Below are some records; return each one exactly as written.
─── Records for this task
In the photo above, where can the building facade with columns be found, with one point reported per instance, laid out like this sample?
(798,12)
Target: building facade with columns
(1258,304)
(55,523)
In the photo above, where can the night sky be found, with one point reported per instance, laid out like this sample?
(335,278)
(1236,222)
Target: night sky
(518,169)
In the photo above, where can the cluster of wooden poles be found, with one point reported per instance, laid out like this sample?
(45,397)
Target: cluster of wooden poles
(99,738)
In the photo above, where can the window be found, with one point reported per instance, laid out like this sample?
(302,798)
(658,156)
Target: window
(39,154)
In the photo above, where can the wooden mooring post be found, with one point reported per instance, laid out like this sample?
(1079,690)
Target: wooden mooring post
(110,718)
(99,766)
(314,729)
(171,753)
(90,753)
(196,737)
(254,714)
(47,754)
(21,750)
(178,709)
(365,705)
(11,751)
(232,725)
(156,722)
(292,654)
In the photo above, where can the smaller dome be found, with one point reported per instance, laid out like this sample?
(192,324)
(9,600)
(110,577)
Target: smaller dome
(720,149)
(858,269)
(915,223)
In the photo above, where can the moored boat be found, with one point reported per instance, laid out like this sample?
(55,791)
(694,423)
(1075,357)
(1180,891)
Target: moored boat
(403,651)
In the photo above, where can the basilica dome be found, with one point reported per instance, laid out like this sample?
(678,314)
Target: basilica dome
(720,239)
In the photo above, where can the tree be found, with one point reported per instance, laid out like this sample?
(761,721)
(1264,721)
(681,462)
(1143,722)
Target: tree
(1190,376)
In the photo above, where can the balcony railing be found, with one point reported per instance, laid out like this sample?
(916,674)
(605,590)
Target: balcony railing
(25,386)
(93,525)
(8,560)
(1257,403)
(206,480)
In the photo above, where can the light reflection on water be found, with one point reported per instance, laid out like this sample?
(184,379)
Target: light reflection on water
──────
Result:
In the photo above, where can the building facade with columns be found, with one point reported per instance, laid out like this sample?
(798,12)
Target: building facade with columns
(1258,304)
(55,523)
In the photo above, where can the night sky be found, with one point reported per instance, laid out like this sample?
(335,278)
(1236,222)
Target: night sky
(518,169)
In the photo above, where can the cluster of wooden poles be found, with one point reported per instance, laid out like this sample?
(45,397)
Target: cluster of wooden poles
(99,738)
In the photo above, where can the window be found, with one point reported per instance, laid out like this sample?
(302,798)
(658,156)
Target: window
(39,154)
In the photo above, where can the wooden mooring post be found, with one point reported per instance, laid out like this sample?
(1079,690)
Target: wooden mooring post
(110,718)
(99,766)
(314,729)
(171,753)
(90,753)
(196,737)
(254,714)
(47,754)
(21,750)
(178,709)
(365,705)
(11,751)
(232,725)
(156,722)
(292,654)
In the photo above, where can the smaller dome be found, with one point reported per instance, laid out like this sample?
(192,324)
(9,600)
(110,577)
Target: smaller dome
(720,149)
(858,269)
(915,223)
In the photo above, where can the moored boat be found, with one point reported per instance, laid out like this sample?
(55,791)
(694,423)
(1075,357)
(1180,891)
Target: moored boat
(403,651)
In the photo above, where can the basilica dome be found, with one point reported per instance, laid out like this sample?
(678,314)
Target: basilica dome
(720,239)
In the photo above, where can the tree be found, with one point reported per instance, laid out like this sample?
(761,721)
(1264,721)
(681,462)
(1143,722)
Target: tree
(1190,376)
In the photo above, where can the balcony railing be found, with one point reported per instance, laid out like this sample?
(916,674)
(605,590)
Target: balcony railing
(25,386)
(93,525)
(8,560)
(1257,403)
(206,480)
In the photo above, where can the light reflection on water be found, with one point reported per instance, laid out like this sample?
(184,379)
Target: light reflection on water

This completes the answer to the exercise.